Your job is to set down the stretch of entries that opens with the line containing "Place a point on the bright" and closes with the line containing "[[377, 146]]". Keep both end lines, copy each exactly, and add nothing.

(Source data)
----------------
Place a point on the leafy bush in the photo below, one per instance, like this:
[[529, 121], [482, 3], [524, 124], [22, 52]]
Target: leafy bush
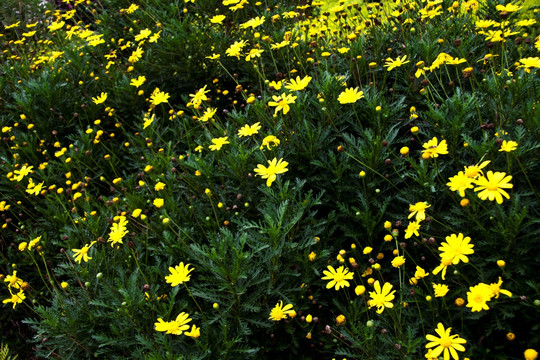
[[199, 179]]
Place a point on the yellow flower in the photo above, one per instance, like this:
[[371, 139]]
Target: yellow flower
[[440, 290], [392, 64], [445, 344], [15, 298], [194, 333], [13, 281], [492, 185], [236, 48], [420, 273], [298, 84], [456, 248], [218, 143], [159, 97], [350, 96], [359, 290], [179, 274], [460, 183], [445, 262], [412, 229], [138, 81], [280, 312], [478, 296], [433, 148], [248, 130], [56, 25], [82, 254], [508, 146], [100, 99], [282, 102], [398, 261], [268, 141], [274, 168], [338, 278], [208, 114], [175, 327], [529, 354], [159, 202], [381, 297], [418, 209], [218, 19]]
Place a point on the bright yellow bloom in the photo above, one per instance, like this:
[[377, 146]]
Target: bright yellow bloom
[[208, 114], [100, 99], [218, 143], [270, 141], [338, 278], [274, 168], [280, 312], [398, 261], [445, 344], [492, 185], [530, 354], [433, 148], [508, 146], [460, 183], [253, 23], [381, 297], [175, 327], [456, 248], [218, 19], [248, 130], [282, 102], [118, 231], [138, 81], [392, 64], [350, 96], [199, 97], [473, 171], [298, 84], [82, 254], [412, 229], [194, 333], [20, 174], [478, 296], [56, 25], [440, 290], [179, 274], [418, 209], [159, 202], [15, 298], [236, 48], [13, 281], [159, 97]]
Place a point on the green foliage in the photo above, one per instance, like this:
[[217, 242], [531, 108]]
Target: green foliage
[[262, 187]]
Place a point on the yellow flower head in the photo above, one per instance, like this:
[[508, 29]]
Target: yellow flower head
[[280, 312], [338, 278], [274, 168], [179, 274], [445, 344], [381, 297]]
----------------
--- Answer box ---
Place a point on the bright yellow bloom in the photo above, one per instance, like this:
[[377, 146]]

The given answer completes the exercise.